■ PROBLEM DESCRIPTION ■
Note every line in the entries that contains the string "ridge", and copy it.

BEGIN RECORDS PROVIDED

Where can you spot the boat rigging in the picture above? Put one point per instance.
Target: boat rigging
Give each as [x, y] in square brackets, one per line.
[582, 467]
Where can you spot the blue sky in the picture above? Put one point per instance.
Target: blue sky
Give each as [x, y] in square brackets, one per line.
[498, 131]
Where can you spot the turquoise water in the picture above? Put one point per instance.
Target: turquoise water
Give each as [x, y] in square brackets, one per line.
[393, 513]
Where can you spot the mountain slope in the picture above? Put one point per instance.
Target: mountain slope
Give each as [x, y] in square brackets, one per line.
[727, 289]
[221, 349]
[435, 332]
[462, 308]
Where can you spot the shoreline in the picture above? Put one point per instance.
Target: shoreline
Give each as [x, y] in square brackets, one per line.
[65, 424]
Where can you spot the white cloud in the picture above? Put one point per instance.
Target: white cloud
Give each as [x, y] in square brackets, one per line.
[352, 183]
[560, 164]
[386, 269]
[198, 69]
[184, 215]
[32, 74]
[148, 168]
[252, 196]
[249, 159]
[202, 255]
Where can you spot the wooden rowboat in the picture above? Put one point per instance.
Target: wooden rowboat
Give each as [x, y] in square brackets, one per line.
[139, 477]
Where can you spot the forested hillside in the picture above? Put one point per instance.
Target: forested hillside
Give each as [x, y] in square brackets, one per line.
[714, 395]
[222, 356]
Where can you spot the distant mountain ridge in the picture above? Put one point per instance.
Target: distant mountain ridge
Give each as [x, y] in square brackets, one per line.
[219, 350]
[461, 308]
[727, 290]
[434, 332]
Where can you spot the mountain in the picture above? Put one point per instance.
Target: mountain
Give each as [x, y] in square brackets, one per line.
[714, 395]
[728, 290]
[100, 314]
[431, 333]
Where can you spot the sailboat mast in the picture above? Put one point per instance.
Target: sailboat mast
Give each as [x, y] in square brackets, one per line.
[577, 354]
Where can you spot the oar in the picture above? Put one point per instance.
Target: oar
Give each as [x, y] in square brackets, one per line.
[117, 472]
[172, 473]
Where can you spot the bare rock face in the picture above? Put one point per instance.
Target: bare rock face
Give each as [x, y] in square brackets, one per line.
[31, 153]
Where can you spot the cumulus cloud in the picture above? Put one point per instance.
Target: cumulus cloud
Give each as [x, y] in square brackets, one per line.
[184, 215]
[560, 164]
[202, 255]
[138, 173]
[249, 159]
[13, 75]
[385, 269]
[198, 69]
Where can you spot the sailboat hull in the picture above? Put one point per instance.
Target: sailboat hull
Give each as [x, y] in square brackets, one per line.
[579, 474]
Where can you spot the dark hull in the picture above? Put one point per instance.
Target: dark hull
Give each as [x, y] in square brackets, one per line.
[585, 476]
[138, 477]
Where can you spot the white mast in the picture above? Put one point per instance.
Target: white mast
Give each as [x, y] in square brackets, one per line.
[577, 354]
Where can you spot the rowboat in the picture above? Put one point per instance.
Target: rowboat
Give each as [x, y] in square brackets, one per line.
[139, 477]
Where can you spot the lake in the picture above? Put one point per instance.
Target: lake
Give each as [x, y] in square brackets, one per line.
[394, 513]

END RECORDS PROVIDED

■ ANSWER TO THE PROBLEM ■
Where can you spot the distant mountain ridge in the picture above? Put one point per instance.
Target: distant mountain ridge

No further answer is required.